PRESS CONFERENCE BY GROUP OF 77 DEVELOPING COUNTRIES

16 February 2001

PRESS CONFERENCE BY GROUP OF 77 DEVELOPING COUNTRIES

16/02/2001
Press Briefing


PRESS CONFERENCE BY GROUP OF 77 DEVELOPING COUNTRIES


Scheduled for the first quarter of 2002, the High Level International Intergovernmental Event on Financing for Development, had tremendous potential to develop a new set of policies to create an enabling environment for developing countries, the Chairman of the “Group of 77” developing countries and China said at a Headquarters press conference this afternoon.


Briefing correspondents on the work of the second session of the Preparatory Committee for the Event, the Permanent Representative of Iran, Bagher Asadi said that its objective was to lay the groundwork for the undertaking through an assessment of the world's financial development needs.  The session, which began last Monday, will conclude 23 February.


Established in 1964 at the end of the first session of the United Nations Conference on Trade and Development (UNCTAD)in Geneva, the Group of 77 was the only universal body reflecting the views of the developing community of the South, he said.   The Group believed that the event should take the shape of an international conference at the summit level, preferably to be held in a developing country.   The level and the place of the gathering were yet to be decided, and he hoped that it could be done during the current Preparatory Committee.

--- --- ---

GIVEN PROBLEM A: Can you output the rows verbatim, from the line containing "subject: black handbag" up to and including the last line of the rows?
The press briefing and the rows that come after it are unrelated to each other.

--- --- ---

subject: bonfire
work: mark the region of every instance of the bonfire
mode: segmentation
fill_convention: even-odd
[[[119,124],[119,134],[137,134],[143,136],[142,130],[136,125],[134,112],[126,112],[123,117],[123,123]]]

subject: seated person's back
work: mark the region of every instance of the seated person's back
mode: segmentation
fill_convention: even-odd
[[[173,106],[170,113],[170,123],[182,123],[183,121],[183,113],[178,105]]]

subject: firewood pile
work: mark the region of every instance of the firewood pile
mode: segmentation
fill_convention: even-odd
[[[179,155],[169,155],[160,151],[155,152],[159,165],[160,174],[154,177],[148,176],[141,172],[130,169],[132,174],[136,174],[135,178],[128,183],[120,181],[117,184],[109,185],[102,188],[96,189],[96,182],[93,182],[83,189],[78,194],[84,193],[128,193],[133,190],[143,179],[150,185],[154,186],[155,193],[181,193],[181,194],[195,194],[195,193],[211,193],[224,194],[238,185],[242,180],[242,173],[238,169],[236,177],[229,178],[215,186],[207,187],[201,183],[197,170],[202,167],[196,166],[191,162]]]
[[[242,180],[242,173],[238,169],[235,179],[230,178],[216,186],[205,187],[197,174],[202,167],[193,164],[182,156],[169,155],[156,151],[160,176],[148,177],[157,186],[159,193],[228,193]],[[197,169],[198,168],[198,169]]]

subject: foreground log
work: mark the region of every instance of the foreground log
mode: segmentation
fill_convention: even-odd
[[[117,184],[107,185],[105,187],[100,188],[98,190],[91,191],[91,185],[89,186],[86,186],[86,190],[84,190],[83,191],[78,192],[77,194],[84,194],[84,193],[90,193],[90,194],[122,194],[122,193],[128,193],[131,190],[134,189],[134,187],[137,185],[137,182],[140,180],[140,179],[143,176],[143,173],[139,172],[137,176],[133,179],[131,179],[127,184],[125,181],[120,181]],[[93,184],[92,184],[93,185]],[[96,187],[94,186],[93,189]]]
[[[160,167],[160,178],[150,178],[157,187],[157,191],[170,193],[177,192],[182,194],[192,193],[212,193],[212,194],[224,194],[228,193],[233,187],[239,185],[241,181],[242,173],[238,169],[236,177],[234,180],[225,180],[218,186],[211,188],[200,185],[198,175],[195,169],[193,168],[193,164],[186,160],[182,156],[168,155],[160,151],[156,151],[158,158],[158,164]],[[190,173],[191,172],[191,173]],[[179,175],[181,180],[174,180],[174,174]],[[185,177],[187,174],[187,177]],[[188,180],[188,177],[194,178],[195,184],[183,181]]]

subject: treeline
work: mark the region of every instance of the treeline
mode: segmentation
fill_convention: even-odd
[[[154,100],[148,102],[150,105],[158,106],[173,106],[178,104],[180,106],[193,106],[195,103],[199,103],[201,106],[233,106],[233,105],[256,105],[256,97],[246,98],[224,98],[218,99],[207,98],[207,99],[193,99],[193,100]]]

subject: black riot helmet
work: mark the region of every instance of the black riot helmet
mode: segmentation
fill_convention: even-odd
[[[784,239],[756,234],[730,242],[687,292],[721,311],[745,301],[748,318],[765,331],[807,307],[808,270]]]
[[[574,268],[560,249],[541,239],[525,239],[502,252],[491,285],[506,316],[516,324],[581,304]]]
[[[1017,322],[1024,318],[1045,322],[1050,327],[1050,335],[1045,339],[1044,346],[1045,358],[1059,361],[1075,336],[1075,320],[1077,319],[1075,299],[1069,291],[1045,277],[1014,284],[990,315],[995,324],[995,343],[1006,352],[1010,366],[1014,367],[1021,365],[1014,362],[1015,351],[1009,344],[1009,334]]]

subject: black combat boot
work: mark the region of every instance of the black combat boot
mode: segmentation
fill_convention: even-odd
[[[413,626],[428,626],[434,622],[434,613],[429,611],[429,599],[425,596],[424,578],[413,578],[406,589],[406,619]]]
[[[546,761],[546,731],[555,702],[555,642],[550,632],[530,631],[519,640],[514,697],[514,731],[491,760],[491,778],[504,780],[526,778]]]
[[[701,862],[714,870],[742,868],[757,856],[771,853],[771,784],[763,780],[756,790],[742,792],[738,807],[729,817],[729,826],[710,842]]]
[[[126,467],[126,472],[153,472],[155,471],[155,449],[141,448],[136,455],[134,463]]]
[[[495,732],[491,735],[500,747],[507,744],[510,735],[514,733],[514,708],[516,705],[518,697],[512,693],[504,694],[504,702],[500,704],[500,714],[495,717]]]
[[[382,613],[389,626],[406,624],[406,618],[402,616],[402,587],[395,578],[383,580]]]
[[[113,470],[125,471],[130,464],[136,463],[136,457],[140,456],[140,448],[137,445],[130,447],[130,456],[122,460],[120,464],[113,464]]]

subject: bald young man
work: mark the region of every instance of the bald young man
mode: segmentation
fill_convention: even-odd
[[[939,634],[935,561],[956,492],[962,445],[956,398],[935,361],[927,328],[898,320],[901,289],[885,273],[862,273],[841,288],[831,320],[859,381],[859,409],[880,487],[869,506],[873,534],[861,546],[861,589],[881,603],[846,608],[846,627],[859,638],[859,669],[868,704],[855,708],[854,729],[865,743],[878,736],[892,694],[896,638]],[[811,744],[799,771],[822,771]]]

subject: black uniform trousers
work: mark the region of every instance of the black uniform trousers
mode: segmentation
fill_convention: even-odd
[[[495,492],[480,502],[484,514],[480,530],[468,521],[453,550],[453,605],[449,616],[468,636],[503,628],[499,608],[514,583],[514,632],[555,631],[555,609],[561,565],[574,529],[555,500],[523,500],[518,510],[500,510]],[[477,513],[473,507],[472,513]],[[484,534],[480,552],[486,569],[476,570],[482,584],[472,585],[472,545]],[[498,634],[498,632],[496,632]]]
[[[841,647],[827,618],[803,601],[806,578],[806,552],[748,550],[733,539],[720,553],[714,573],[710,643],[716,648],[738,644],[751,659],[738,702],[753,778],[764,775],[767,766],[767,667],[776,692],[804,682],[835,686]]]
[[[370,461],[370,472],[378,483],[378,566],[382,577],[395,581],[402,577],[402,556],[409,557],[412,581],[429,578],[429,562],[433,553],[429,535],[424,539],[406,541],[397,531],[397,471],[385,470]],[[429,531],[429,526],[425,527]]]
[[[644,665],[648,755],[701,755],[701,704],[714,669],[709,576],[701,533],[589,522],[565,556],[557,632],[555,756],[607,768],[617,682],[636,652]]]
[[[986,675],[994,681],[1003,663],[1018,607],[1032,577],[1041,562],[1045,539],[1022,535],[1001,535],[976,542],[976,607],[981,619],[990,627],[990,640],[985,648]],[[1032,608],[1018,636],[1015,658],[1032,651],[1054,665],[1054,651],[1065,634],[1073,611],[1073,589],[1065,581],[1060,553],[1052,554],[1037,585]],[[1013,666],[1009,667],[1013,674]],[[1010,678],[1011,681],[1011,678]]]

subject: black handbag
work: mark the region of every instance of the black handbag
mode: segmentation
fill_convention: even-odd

--- --- ---

GIVEN PROBLEM B: Return the press briefing word for word, from "16 February 2001" up to and including "conference this afternoon.".

FINISHED ANSWER A:
subject: black handbag
work: mark the region of every instance of the black handbag
mode: segmentation
fill_convention: even-odd

FINISHED ANSWER B:
16 February 2001

PRESS CONFERENCE BY GROUP OF 77 DEVELOPING COUNTRIES

16/02/2001
Press Briefing


PRESS CONFERENCE BY GROUP OF 77 DEVELOPING COUNTRIES


Scheduled for the first quarter of 2002, the High Level International Intergovernmental Event on Financing for Development, had tremendous potential to develop a new set of policies to create an enabling environment for developing countries, the Chairman of the “Group of 77” developing countries and China said at a Headquarters press conference this afternoon.